— Consigne —
Résumez en deux phrases l'extrait fourni sur la Clari de Halévy.

Lundi 5 janvier 2009 à 22h30

Opéra filmé à Zurich, Opernhaus, en mai 2008. Jacques Fromental Halévy (1799-1862) : Clari, opera semiseria en 3 actes sur un livret de Pietro Giannone. Mise en scène : Moshe Leiser & Patrice Caurier. Décors : Christian Fenouillat. Costumes : Agostino Cavalca. Lumières : Christophe Forey. Chorégraphie : Beate Vollack. Avec Cecilia Bartoli, Clari ; John Osborn, Il Duca ; Eva Liebau, Bettina/Adina ; Oliver Widmer, Germano/Il Conte ; Giuseppe Scorsin, Luca/Il Padre di Adina ; Carlos Chausson, Alberto ; Stefania Kaluza, Simonetta. Chœur de l’Opéra de Zurich (chef de chœur : Jurg Hämmerli), Orchestre « La Scintilla » de l’Opéra de Zurich, direction : Adam Fischer

Hommage à Malibran
Simultanément à une tournée de récitals (dont un concert à Paris, en mars 2008, pour commémorer le bicentenaire de la naissance de la diva romantique, née dans la Capitale française, le 24 mars 1808), un disque mémorable « Maria », et plus récemment, une nouvelle version (bien qu’originelle et historique) de La Sonnambula de Bellini (absolument éblouissante), Cecilia Bartoli a défendu une véritable vague de « recréations » en hommage à la diva qui l’a précédé, Maria Malibran, icône du beau chant romantique, et qui possédait comme elle, une tessiture de mezzo soprano étendue. Fidèle à son oeuvre défricheuse, Cecilia Bartoli porte à la scène une oeuvre oubliée, méconnue, où le Halévy d’avant La Juive (qui reste en 1835, son oeuvre maîtresse, composée pour l’Opéra de Paris), se prête avec maestrià au genre de la comédie vocale, avec cette Clari, créée sur la scène du Théâtre-Italien sur les grands boulevards à Paris, en décembre 1828. Chanteuse exceptionnelle grâce à un chant intense et expressif, la Malibran était aussi actrice et tragédienne.

— Données fournies —
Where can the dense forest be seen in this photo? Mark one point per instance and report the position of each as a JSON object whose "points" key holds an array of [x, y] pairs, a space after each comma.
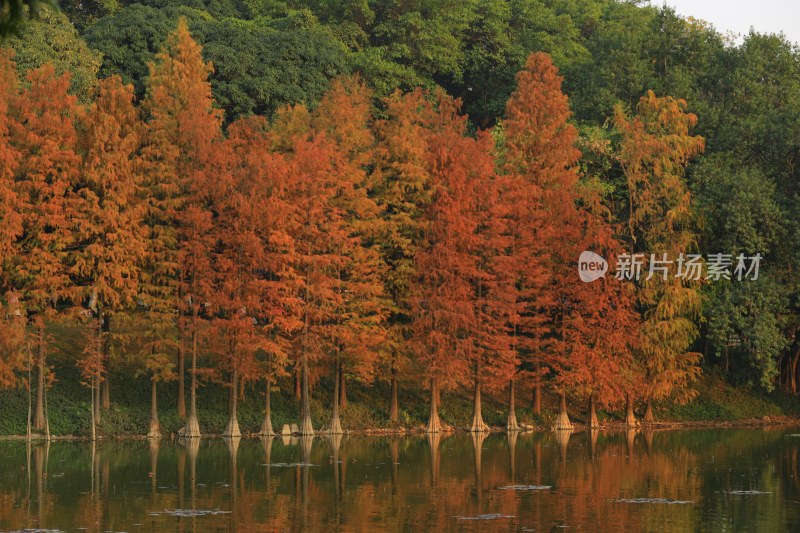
{"points": [[264, 192]]}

— Réponse —
Filmé à l'Opernhaus de Zurich en mai 2008, Clari, opera semiseria en trois actes de Jacques Fromental Halévy sur un livret de Pietro Giannone, réunit Cecilia Bartoli dans le rôle-titre et l'Orchestre « La Scintilla » de l'Opéra de Zurich sous la direction d'Adam Fischer. Dans le cadre de ses hommages à Maria Malibran, diva romantique qui possédait comme elle une tessiture de mezzo-soprano étendue, Cecilia Bartoli porte à la scène cette œuvre oubliée, créée au Théâtre-Italien à Paris en décembre 1828.